■ **WHAT TO DO**
Format as a Markdown table with columns "No." and "Line" the entries from the line containing "Kindly outline every instance of the transparent" through the line containing "96], [135, 97]]", both included. Number each row, and skip any blank lines.

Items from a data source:
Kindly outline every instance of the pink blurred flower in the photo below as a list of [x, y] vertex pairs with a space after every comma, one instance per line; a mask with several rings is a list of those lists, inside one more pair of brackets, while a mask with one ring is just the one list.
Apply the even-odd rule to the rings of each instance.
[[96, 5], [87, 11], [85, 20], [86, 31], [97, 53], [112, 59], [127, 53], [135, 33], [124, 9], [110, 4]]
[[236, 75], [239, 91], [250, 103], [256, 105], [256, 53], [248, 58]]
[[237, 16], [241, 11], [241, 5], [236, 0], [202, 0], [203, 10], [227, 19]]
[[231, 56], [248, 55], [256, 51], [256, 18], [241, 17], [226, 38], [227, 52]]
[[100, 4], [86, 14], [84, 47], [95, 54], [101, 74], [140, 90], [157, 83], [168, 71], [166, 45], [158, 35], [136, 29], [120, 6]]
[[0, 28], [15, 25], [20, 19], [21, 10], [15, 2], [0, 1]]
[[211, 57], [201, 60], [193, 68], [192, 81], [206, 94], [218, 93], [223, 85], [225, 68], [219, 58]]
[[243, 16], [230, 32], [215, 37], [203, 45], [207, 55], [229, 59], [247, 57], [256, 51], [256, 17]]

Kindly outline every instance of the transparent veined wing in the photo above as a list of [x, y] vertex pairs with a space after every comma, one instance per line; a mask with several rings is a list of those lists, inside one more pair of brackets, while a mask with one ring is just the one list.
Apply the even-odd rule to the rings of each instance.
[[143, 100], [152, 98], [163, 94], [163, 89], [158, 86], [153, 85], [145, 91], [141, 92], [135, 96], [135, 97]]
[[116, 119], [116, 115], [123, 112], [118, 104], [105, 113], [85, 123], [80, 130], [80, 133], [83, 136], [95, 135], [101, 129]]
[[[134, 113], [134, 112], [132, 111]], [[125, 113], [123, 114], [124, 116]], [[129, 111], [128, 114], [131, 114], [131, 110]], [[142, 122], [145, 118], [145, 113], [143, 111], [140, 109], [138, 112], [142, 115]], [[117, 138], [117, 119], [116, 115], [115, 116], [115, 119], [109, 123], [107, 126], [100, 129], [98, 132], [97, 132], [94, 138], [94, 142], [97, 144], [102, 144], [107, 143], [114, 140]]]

■ **SOLUTION**
| No. | Line |
|---|---|
| 1 | Kindly outline every instance of the transparent veined wing in the photo above as a list of [x, y] vertex pairs with a space after every comma, one instance per line; a mask with several rings is a list of those lists, inside one more pair of brackets, while a mask with one ring is just the one list. |
| 2 | Apply the even-odd rule to the rings of each instance. |
| 3 | [[143, 100], [152, 98], [163, 94], [163, 89], [158, 86], [153, 85], [145, 91], [141, 92], [135, 96], [135, 97]] |